* Records contained in a dataset *
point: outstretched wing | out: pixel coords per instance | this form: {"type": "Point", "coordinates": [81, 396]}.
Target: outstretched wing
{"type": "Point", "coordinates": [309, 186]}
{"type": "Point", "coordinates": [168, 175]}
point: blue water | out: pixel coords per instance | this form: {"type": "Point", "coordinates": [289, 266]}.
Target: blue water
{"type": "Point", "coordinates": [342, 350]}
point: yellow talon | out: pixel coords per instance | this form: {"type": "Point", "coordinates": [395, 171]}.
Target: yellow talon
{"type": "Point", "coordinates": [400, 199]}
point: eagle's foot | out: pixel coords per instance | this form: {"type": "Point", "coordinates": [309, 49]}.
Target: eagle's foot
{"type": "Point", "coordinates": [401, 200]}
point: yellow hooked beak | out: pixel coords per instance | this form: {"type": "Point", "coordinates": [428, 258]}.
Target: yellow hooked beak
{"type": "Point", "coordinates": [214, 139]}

* INSTRUCTIONS FOR THE TASK *
Write out all of the records above exactly as they appear.

* FULL ANSWER *
point: outstretched wing | out: pixel coords per instance | this form: {"type": "Point", "coordinates": [81, 396]}.
Target: outstretched wing
{"type": "Point", "coordinates": [309, 186]}
{"type": "Point", "coordinates": [168, 175]}
point: blue water | out: pixel coords per instance | this form: {"type": "Point", "coordinates": [289, 266]}.
Target: blue water
{"type": "Point", "coordinates": [342, 350]}
point: yellow talon | out: pixel coords per instance | this form: {"type": "Point", "coordinates": [395, 171]}.
Target: yellow talon
{"type": "Point", "coordinates": [400, 199]}
point: eagle's foot | out: pixel coords per instance | this form: {"type": "Point", "coordinates": [309, 49]}.
Target: eagle's foot
{"type": "Point", "coordinates": [401, 200]}
point: yellow hooked beak | out: pixel coords per instance | this form: {"type": "Point", "coordinates": [428, 258]}.
Target: yellow hooked beak
{"type": "Point", "coordinates": [214, 139]}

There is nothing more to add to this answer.